▸ **BRIEF**
Restate the whole listing word for word. Pictures are left out.

-- BEGIN --

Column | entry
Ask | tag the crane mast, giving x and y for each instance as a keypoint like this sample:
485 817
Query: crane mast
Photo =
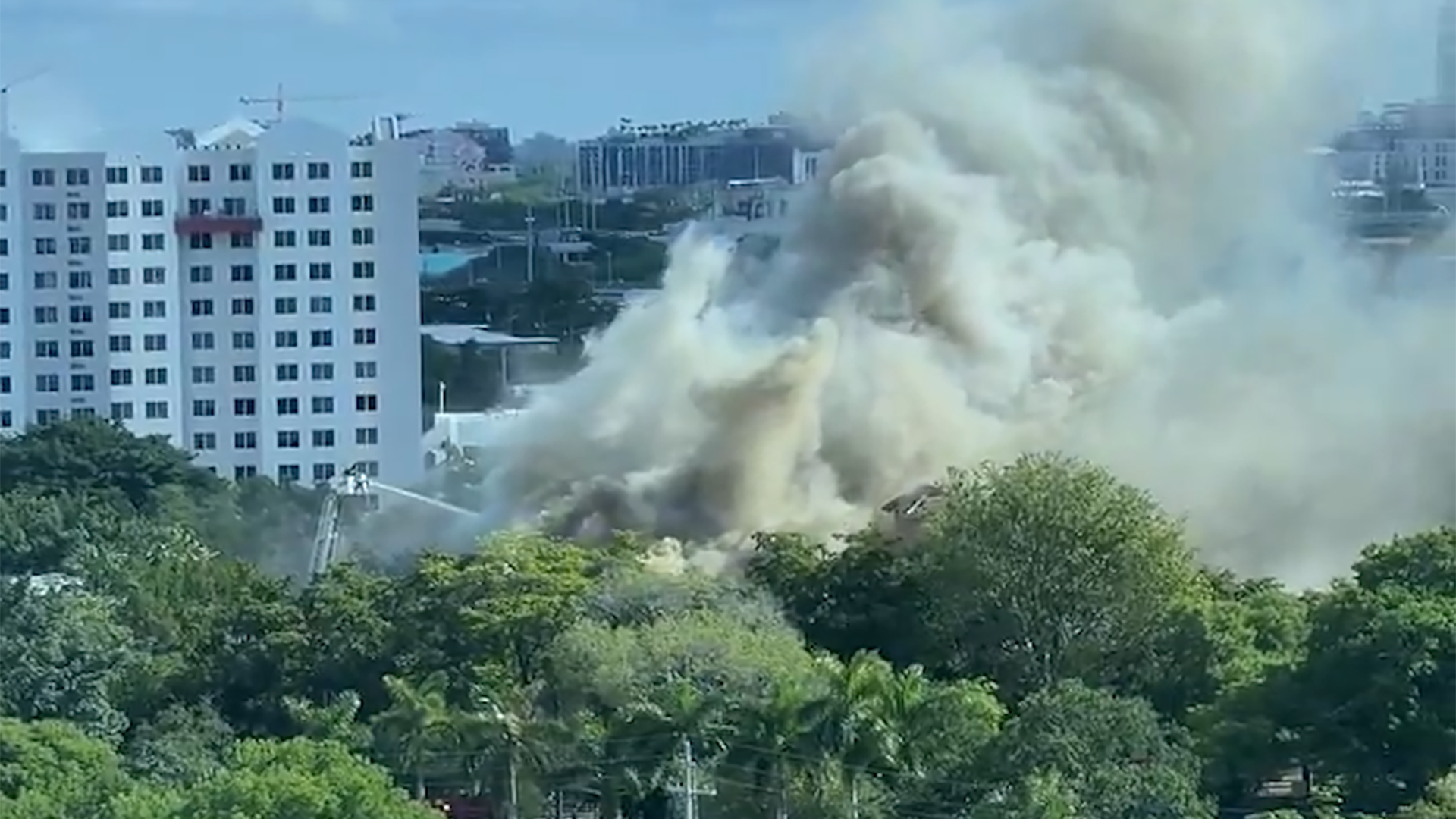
354 484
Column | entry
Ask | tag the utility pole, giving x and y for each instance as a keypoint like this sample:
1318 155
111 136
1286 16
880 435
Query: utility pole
689 780
530 243
278 99
5 98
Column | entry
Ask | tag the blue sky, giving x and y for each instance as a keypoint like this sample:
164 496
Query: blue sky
565 66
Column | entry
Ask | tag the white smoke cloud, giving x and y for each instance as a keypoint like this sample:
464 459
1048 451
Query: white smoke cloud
1047 224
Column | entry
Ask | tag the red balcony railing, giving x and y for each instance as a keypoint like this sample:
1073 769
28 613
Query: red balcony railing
218 223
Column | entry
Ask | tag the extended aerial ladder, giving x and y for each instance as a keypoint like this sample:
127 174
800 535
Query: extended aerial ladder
353 483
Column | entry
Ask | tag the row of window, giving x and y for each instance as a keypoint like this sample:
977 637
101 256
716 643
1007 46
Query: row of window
281 206
283 306
246 340
155 175
204 273
243 172
289 472
248 373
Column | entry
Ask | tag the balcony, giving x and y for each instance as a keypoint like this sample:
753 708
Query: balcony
218 223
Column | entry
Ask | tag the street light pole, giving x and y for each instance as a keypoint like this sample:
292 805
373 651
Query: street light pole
530 243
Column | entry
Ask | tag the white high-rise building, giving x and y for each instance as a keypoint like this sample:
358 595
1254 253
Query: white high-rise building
251 293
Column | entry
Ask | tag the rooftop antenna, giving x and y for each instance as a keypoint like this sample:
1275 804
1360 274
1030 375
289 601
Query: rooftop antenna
278 99
5 98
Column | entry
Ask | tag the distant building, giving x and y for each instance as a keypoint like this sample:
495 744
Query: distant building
465 156
246 292
680 155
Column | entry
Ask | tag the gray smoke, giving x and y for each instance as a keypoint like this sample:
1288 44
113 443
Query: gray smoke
1046 224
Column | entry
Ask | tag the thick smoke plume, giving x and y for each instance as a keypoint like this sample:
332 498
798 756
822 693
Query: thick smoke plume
1046 224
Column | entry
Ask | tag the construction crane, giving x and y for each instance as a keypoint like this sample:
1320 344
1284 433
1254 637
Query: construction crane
278 99
5 98
353 483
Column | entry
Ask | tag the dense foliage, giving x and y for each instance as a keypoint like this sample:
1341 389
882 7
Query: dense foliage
1040 645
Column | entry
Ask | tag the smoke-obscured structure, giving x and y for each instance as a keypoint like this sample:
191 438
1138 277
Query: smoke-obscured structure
1046 224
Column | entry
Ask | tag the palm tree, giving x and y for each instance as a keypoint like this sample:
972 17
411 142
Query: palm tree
770 738
854 722
644 744
504 730
417 725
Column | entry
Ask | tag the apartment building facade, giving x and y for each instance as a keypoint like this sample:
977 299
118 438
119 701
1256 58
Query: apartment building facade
249 293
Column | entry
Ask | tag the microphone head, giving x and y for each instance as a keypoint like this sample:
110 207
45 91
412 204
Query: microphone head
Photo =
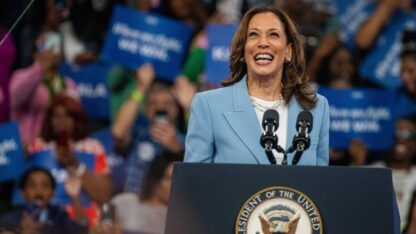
305 117
270 116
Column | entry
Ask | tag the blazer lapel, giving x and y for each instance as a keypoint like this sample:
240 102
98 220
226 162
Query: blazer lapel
243 121
293 111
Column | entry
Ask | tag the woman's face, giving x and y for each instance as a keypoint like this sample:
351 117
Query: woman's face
161 101
38 189
408 74
266 46
405 144
62 122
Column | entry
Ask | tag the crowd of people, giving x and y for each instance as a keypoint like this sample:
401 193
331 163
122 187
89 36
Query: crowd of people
149 116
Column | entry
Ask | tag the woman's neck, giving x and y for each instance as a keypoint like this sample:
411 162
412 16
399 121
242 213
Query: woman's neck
268 89
51 73
154 202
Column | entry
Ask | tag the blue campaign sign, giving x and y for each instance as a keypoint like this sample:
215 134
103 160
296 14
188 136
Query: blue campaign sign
351 14
382 63
46 159
91 83
135 38
11 152
217 56
362 114
405 104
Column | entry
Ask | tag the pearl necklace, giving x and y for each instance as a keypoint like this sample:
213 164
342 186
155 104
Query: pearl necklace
275 104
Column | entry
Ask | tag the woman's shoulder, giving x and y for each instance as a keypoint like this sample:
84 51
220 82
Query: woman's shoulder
321 99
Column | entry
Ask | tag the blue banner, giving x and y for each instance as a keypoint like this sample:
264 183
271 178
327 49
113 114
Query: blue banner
217 59
362 114
91 83
46 159
351 14
11 152
135 38
382 64
405 104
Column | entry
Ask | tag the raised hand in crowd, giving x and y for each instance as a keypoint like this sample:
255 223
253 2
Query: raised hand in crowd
358 152
73 187
47 59
145 75
164 133
28 225
127 114
326 46
66 157
184 91
368 33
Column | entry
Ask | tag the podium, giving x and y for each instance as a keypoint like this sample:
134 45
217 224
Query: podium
230 198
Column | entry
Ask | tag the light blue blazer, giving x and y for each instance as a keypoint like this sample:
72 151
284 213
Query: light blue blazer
223 128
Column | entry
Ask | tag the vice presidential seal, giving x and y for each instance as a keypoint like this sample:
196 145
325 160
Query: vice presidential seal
278 210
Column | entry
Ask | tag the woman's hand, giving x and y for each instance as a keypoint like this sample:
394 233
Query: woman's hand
66 157
184 91
145 75
73 186
164 133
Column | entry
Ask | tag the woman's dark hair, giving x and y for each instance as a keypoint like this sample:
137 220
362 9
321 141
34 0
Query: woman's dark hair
157 171
74 109
25 177
295 81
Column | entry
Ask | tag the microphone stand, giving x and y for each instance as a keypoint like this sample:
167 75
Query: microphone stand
279 149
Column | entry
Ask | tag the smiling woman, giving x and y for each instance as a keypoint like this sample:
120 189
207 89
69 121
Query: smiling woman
267 66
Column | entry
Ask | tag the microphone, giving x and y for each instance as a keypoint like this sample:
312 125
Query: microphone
269 138
302 141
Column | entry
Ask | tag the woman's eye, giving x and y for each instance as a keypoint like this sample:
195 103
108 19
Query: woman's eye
252 34
274 34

-- END --

▸ **WRITTEN ANSWER**
Column | entry
Ask | tag the crane mast, giving x and y for each instance as a keypoint like this sample:
485 817
Query: crane mast
Photo =
354 484
Column | entry
Ask | tag the utility pole, giving x and y for each instance as a keypoint like this sample:
1318 155
111 136
1286 16
880 435
Query: utility pole
689 780
530 243
278 99
5 98
Column | entry
Ask | tag the blue sky, giving x and y for each instance as a keypoint like this sample:
164 496
Query: blue sky
565 66
Column | entry
Ask | tag the white smoke cloud, giving x and y for each instance as a keypoint like this sample:
464 459
1048 451
Query: white smoke cloud
1047 224
Column | entry
Ask | tag the red balcony railing, giving x and y for each instance as a keypoint like this sample:
1073 769
28 613
Query: red balcony railing
218 223
Column | entry
Ask | tag the extended aerial ladder, giving x and y for each instance as a keypoint like this sample:
127 174
800 535
Query: extended aerial ladder
353 483
Column | entry
Ask | tag the row of window, giving x and y for each instance as a keypoint like this sample:
977 637
101 256
716 643
1007 46
Query: row of window
281 206
283 306
246 340
155 175
204 273
243 172
289 472
248 373
Column | entry
Ask | tag the balcony, giving x and y for each instance as a keypoint like this sample:
753 708
Query: balcony
218 223
Column | entry
Ask | tag the street light pole, giving x and y for each instance as a keypoint like this sample:
292 805
373 651
Query: street light pole
530 243
Column | entry
Ask | tag the white high-rise building, giving x and y for each instance as a keypoint like this sample:
358 595
1254 253
Query: white high-rise building
251 293
Column | entry
Ask | tag the rooftop antenna, giving x and y for each instance as a keypoint like this sample:
1275 804
1360 274
1030 375
289 601
Query: rooftop antenna
278 99
5 98
Column | entry
Ask | tag the distant building, giving x and y for each instance as a keypoint like this sample:
495 744
Query: distant building
465 156
246 292
680 155
Column | entry
Ask | tag the gray smoke, giving x and y for each instance as a keypoint like this sample:
1288 44
113 443
Query: gray smoke
1046 224
Column | entry
Ask | tag the thick smoke plume, giving x and y for each instance as a keypoint like this sample:
332 498
798 756
822 693
Query: thick smoke plume
1046 224
Column | entry
Ask | tag the construction crane, giving x and y for each instance as a keypoint like this sample:
1320 344
1284 433
1254 637
Query: construction crane
278 99
5 98
353 483
Column | entry
Ask | tag the dense foliage, giving x and y for each instance as a keypoint like this sample:
1341 389
882 7
Query: dense foliage
1040 645
Column | entry
Ask | tag the smoke-obscured structure, giving x and y for each instance as a keypoint like this sample:
191 438
1138 277
Query: smoke-obscured structure
1046 224
Column | entry
Ask | tag the palm tree, giving x and y for each instance as a keypoint like this sample:
972 17
411 142
Query: palm tree
770 738
854 722
644 744
504 730
417 725
Column | entry
Ask | tag the apartment building facade, giving x and y for each instance as a keypoint like this sample:
977 299
118 438
119 701
1256 58
Query: apartment building facade
249 293
Column | entry
Ask | tag the microphone head, giving x and y for each instance as a keypoint like this sample:
110 207
45 91
412 204
Query: microphone head
Photo =
305 117
270 116
Column | entry
Ask | tag the blazer lapel, giving x and y for each instance as a keypoint like this sample:
240 102
98 220
226 162
Query: blazer lapel
243 121
293 111
Column | entry
Ask | tag the woman's face, giving x and y for each instance as a keypoint like this sample:
351 117
Query: woman's face
161 101
38 189
408 74
266 46
405 144
62 122
Column | entry
Ask | tag the crowd of people, giving x and y for each instance as a keypoint like this sample:
401 193
331 163
122 187
89 36
Query: crowd of people
149 116
Column | entry
Ask | tag the woman's neck, giving x and y for each instance as a keypoint like this sample:
411 162
412 16
399 121
242 213
Query: woman's neck
268 89
51 73
154 202
Column | entry
Ask | tag the blue campaign sign, giving x and y for each instance as a keypoint like this sample:
215 134
103 160
296 14
188 136
Query: blue campaign sign
351 14
382 63
46 159
91 83
135 38
11 152
217 56
362 114
405 104
Column | entry
Ask | tag the pearl necklace, giving x and y for each instance as a keypoint like this sample:
213 164
342 186
155 104
Query: pearl necklace
275 104
Column | entry
Ask | tag the woman's shoulder, giving x and y for each instance as a keypoint like this sample:
84 51
220 82
Query: woman's shoulder
321 99
Column | entry
Ask | tag the blue banner, giving x and y for each instance as a keypoint like this sample:
264 183
271 178
327 49
113 114
Query: blue banner
217 59
362 114
91 83
46 159
351 14
11 152
135 38
382 64
405 104
Column | entry
Ask | tag the raised hand in crowd, giving x and y for each instance as a keypoint like this sample:
255 223
253 2
Query: raised hand in crowd
358 152
73 187
47 59
145 75
164 133
28 225
127 114
326 46
66 157
184 91
368 33
Column | entry
Ask | tag the podium, giving x and y for each instance as a keypoint like this sample:
134 45
217 224
Query: podium
230 198
Column | entry
Ask | tag the light blue blazer, giving x and y for each instance as a keypoint like this sample:
72 151
284 213
Query: light blue blazer
223 128
Column | entry
Ask | tag the vice presidential seal, giving x and y for each instance as a keypoint like this sample:
196 145
325 160
Query: vice presidential seal
278 210
Column | entry
Ask | tag the woman's hand, giving x and y for each instance as a keypoint like this sample:
394 233
Query: woman's hand
66 157
184 91
145 75
73 186
164 133
Column | entry
Ask | tag the woman's dark hair, giving x and y for each instance as a keypoint like this sample:
137 220
362 9
321 141
34 0
Query: woman's dark hair
157 171
74 109
25 177
295 81
Column | entry
Ask | tag the microphone stand, giving x and y for each instance as a keypoint like this sample:
167 75
Query: microphone stand
279 149
Column | entry
Ask | tag the smiling woman, giving x and y for each instance as a keypoint like this sample:
120 189
207 89
69 121
Query: smiling woman
267 66
Column | entry
Ask | tag the microphone, giving x and y for each instance as a keypoint like this sample:
312 125
Query: microphone
269 138
302 141
Column | entry
Ask | tag the woman's eye, giving x and y for each instance as a keypoint like this sample:
195 103
108 19
Query: woman's eye
252 34
274 34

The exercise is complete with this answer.